(Stored items)
──────────

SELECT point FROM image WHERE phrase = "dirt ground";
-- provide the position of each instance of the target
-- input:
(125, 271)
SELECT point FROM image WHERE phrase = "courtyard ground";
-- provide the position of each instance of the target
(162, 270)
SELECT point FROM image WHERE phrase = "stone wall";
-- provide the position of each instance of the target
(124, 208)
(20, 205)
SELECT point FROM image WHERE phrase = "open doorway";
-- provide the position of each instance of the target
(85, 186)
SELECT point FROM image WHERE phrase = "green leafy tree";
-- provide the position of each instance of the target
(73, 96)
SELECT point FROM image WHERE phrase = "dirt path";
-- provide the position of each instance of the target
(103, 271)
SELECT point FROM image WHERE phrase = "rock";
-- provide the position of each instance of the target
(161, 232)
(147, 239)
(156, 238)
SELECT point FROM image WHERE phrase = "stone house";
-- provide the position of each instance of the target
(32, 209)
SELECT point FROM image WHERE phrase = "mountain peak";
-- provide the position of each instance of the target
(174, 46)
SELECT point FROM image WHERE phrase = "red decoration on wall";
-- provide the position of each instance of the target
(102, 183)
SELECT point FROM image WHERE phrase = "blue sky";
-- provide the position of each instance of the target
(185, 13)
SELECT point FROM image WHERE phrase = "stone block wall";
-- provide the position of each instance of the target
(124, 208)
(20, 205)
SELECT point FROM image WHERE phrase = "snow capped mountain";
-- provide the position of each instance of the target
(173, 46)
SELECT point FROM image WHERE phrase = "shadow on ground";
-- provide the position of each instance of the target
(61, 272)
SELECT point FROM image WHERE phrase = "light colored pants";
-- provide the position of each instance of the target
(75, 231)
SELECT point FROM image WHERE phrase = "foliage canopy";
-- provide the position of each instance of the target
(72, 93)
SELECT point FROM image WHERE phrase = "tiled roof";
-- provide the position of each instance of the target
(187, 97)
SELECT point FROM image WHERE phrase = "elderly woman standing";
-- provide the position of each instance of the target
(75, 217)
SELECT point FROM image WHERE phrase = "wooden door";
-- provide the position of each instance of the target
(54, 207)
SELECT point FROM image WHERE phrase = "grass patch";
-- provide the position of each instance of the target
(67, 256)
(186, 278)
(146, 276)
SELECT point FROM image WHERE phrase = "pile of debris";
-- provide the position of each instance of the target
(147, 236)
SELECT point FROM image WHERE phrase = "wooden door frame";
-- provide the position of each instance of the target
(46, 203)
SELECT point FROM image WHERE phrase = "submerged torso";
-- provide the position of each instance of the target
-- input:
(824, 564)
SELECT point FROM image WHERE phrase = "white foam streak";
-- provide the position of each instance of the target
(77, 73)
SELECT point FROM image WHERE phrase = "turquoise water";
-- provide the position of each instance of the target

──────────

Work required.
Reproduce the full listing above, character for character.

Answer.
SELECT point FROM image WHERE phrase = "dirt ground";
-- provide the position of each instance of the target
-- input:
(125, 271)
SELECT point FROM image WHERE phrase = "courtyard ground";
-- provide the position of each instance of the target
(162, 270)
SELECT point FROM image WHERE phrase = "stone wall";
-- provide the position of each instance of the target
(124, 208)
(20, 205)
SELECT point FROM image WHERE phrase = "open doorway";
-- provide the position of each instance of the target
(85, 186)
SELECT point FROM image WHERE phrase = "green leafy tree";
-- provide the position of each instance of the target
(73, 96)
SELECT point FROM image WHERE phrase = "dirt path";
-- provide the position of each instance of the target
(103, 271)
SELECT point FROM image WHERE phrase = "rock";
-- provide the position of each instance of the target
(161, 232)
(147, 239)
(156, 238)
SELECT point FROM image WHERE phrase = "stone house";
-- provide the position of each instance of the target
(32, 209)
SELECT point FROM image WHERE phrase = "mountain peak";
-- provide the position of each instance of the target
(174, 46)
SELECT point FROM image WHERE phrase = "red decoration on wall";
-- provide the position of each instance of the target
(102, 183)
SELECT point FROM image WHERE phrase = "blue sky";
-- provide the position of each instance of the target
(185, 13)
SELECT point FROM image WHERE phrase = "stone block wall";
-- provide the position of each instance of the target
(124, 208)
(20, 205)
SELECT point FROM image WHERE phrase = "snow capped mountain";
-- provide the position of each instance of the target
(173, 46)
SELECT point FROM image WHERE phrase = "shadow on ground";
-- provide the position of each instance of the target
(61, 272)
SELECT point FROM image WHERE phrase = "light colored pants";
-- provide the position of each instance of the target
(75, 231)
SELECT point FROM image WHERE phrase = "foliage canopy";
-- provide the position of each instance of the target
(72, 93)
SELECT point FROM image WHERE phrase = "tiled roof";
-- provide the position of each instance of the target
(187, 97)
SELECT point FROM image WHERE phrase = "elderly woman standing";
-- provide the position of each instance of the target
(75, 217)
SELECT point FROM image WHERE phrase = "wooden door";
-- provide the position of each instance of the target
(54, 207)
SELECT point FROM image WHERE phrase = "grass patch";
-- provide the position of each instance of the target
(67, 256)
(186, 278)
(146, 276)
SELECT point FROM image WHERE phrase = "pile of debris";
-- provide the position of each instance of the target
(147, 236)
SELECT point FROM image WHERE phrase = "wooden door frame";
-- provide the position of each instance of the target
(46, 203)
SELECT point FROM image WHERE phrase = "submerged torso";
-- provide the position of each instance of the target
-- input:
(824, 564)
SELECT point FROM image WHERE phrase = "white foam streak";
-- provide the position of each instance of the target
(77, 73)
SELECT point FROM image WHERE phrase = "turquoise water";
-- provide the position of each instance of the target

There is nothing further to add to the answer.